Exercises:
[A] In the Canadian GDP report, give the part that opens with the words containing "Even without the" and closes with "noted Rosenberg Research.", swapping "transportation services" for "air travel".
[B] Continue the news item on Canada's August GDP drop from its last sentence.

Text for analysis:
§ §
09:14 AM EST, 11/03/2025 (MT Newswires) -- The confident view that the Bank of Canada was done cutting rates for good had some water thrown in the face on Friday, as real gross domestic product contracted by a "hefty" 0.3% month over month in August, which came as a negative surprise to the flat performance penciled in by the consensus community, and wiped out the advance posted in July, said Rosenberg Research.

Even without the depressing impact on transportation services from the flight attendants' strike, the economy still would have dropped more than 0.2% month over month, noted Rosenberg Research.

This was the fourth decline in the past five months for Canadian real GDP, taking the year-over-year trend down from what was an already "pathetic" +1.0% pace in July to a "nearly microscopic" +0.7% in August, stated Rosenberg. That is far weaker than even the BoC's newly revised lower estimate of potential growth, and blazes the trail for lingering idle economic capacity that is part and parcel of a disinflationary backdrop, irrespective of what the flawed CPI reports have to say on the matter.
§ §
Dataset excerpts:
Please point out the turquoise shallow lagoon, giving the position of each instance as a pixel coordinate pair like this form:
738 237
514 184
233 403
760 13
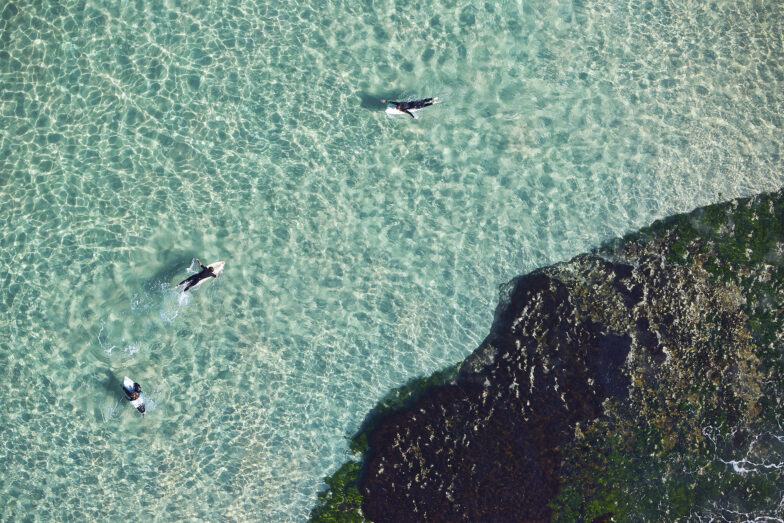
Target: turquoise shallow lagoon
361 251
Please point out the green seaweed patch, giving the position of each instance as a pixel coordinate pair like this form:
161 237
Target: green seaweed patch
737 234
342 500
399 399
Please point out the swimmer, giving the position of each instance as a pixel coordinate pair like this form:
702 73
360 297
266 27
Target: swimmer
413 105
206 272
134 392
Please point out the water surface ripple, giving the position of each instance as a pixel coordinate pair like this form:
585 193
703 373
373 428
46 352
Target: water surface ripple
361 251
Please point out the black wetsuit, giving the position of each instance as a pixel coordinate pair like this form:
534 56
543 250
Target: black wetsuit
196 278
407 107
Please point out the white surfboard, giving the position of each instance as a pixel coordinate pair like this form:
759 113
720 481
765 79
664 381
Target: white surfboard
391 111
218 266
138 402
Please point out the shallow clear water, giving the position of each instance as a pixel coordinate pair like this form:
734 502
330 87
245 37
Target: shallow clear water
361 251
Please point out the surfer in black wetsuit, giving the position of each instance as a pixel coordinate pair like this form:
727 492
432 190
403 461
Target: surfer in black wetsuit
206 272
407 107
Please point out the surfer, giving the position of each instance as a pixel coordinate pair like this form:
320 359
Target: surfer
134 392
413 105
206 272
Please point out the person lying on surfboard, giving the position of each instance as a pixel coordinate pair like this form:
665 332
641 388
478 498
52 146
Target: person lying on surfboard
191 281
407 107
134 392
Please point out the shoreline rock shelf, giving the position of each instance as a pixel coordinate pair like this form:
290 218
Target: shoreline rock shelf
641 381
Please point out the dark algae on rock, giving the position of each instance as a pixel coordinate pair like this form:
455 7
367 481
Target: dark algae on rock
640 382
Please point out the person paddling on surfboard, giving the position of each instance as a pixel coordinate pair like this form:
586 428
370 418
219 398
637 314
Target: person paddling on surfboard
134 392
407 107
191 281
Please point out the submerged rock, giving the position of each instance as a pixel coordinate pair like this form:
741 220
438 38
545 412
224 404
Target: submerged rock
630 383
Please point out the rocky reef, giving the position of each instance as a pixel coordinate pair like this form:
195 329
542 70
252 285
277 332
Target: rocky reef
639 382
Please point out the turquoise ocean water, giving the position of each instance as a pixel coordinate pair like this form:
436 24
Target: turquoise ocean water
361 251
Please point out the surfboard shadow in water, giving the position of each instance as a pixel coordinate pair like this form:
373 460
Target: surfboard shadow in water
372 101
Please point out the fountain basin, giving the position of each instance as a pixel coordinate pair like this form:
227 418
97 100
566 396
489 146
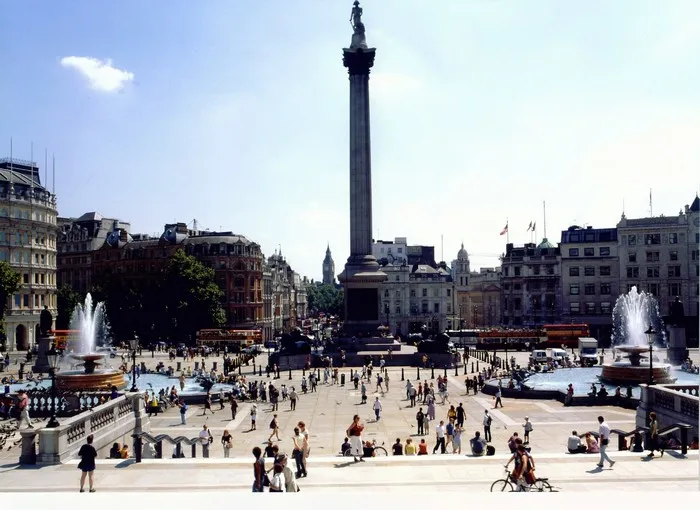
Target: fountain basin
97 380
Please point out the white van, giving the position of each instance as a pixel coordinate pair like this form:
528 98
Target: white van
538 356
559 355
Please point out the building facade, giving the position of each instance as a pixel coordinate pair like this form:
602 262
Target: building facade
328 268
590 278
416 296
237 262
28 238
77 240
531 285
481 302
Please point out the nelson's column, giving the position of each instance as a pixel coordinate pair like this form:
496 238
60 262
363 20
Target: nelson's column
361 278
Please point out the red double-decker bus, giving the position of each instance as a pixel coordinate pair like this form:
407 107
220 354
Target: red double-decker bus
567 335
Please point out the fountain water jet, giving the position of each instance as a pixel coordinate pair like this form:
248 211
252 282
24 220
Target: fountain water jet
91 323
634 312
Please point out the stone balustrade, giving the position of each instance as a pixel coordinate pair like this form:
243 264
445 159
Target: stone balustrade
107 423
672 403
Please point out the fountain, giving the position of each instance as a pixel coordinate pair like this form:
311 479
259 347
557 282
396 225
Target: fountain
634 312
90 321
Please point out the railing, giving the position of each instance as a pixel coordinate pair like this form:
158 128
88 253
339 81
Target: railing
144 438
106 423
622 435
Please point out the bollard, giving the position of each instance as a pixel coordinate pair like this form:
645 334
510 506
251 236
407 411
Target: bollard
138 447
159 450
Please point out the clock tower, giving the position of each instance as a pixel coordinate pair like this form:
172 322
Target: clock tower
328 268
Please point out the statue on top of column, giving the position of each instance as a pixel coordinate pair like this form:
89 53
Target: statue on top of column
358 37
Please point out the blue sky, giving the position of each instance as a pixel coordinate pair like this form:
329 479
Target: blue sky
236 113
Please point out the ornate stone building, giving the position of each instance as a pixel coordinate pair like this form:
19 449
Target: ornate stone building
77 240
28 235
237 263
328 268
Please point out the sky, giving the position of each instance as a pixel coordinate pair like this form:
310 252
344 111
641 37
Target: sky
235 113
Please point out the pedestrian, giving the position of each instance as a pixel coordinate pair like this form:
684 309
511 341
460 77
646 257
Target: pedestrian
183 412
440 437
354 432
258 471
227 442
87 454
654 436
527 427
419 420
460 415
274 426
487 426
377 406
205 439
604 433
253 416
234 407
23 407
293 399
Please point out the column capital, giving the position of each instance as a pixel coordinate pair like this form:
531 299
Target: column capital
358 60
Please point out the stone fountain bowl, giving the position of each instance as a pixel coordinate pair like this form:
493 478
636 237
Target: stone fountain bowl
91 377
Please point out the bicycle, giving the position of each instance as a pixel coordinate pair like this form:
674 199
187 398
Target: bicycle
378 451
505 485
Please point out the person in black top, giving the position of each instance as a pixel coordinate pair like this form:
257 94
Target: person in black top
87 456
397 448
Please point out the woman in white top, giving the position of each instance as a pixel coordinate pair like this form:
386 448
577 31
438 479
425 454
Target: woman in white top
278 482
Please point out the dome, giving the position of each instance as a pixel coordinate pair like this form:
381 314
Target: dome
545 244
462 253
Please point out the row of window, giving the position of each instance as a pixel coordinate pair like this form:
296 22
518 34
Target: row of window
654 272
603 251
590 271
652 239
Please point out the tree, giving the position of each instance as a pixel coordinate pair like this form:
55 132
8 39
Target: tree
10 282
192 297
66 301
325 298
§ §
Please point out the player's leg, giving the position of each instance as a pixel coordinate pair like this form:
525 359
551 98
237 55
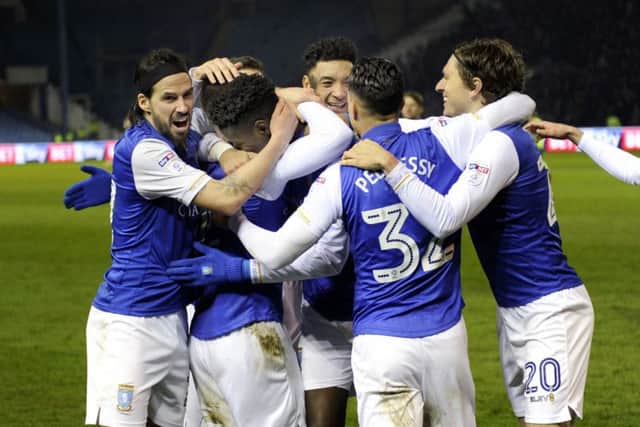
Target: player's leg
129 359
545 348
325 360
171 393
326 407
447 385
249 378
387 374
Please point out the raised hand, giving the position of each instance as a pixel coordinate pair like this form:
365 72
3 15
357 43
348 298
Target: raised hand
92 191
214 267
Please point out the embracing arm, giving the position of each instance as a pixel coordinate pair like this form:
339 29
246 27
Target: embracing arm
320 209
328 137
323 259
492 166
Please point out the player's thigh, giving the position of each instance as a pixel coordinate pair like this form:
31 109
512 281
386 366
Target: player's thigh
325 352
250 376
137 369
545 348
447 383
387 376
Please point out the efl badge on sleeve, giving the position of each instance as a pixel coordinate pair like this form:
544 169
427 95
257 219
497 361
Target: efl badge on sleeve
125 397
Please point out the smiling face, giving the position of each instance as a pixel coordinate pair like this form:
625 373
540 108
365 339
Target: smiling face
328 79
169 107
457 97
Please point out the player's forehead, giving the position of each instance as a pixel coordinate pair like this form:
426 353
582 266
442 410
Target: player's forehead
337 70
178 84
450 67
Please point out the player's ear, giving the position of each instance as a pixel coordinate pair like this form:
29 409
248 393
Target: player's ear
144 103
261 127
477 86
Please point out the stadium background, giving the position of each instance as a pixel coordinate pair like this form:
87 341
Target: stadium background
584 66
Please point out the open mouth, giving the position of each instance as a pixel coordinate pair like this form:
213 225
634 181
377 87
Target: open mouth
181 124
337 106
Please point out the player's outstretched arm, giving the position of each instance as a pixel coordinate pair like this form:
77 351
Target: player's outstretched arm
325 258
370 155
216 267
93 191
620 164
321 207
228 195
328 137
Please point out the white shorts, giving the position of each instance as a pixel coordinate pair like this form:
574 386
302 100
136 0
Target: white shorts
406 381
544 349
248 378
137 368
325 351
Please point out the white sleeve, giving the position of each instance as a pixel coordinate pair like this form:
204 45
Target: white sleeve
§ §
Results in order:
[A]
Even without the depressing impact on air travel from the flight attendants' strike, the economy still would have dropped more than 0.2% month over month, noted Rosenberg Research.

[B]
Not only that, but the "super-soft" year-over-year trend in real GDP masks what has happened so far in 2025 with all the tariff damage, because from January to August, the Canadian economy has actually dipped at a 0.4% annualized rate, it pointed put. The comparable trend this time last year was +2.4%, so in a classic case of "pushing on a string," the BoC's cumulative 275bps of rate relief has done nothing, of yet, to prevent what can only be described as a moribund macro environment.

The last time the Canadian economy contracted to any degree over such a time frame was back during the pandemic scare period in September 2020. Before COVID-19, Rosenberg had to go all the way back to the summer of 2015 to see the last time the local economy was this weak for so long.

Back then, the policy rate was 0.75%, for those who believe that today's 2.25% level will prove to be the cycle trough -- the futures market is priced for the BoC to stay on the sidelines right through to the fall of 2026.

The fact that one of the most rate-sensitive sectors of the economy, residential construction, dipped for the first time since last February -- Rosenberg thought this would be telling the BoC if it has done too much or not enough.

As far as sectors are concerned, there was a widespread soft underbelly to the report, according to Rosenberg. Industrial production was clocked for a 0.8% month-over-month loss and that was the fourth contraction in the past five months.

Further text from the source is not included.